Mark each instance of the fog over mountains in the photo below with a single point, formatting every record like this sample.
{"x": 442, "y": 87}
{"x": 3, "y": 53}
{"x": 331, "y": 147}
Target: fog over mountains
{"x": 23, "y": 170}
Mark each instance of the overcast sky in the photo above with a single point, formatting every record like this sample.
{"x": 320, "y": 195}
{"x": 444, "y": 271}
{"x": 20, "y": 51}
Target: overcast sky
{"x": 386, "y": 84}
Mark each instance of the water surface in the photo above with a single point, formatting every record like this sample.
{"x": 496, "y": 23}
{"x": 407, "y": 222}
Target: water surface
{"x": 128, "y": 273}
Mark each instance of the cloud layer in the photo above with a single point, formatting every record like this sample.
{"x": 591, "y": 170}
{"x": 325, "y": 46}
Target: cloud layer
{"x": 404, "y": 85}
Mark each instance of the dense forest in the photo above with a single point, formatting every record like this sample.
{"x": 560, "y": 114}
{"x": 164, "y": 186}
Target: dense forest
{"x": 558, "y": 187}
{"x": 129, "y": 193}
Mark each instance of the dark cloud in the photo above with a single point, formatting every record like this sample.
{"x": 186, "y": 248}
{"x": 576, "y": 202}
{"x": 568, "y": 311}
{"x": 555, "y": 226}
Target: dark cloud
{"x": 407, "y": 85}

==================================================

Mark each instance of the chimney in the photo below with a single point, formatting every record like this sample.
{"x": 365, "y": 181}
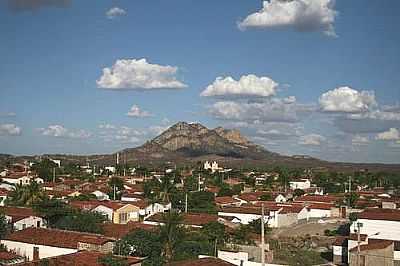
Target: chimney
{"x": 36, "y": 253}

==================================================

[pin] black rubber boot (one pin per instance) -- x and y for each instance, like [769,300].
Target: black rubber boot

==================================================

Which lines in the records above contain the string "Target" with matching case? Copy each of those lines.

Target: fog over mountains
Target: overcast sky
Target: water surface
Target: cloud layer
Target: dense forest
Target: dark cloud
Target: chimney
Target: black rubber boot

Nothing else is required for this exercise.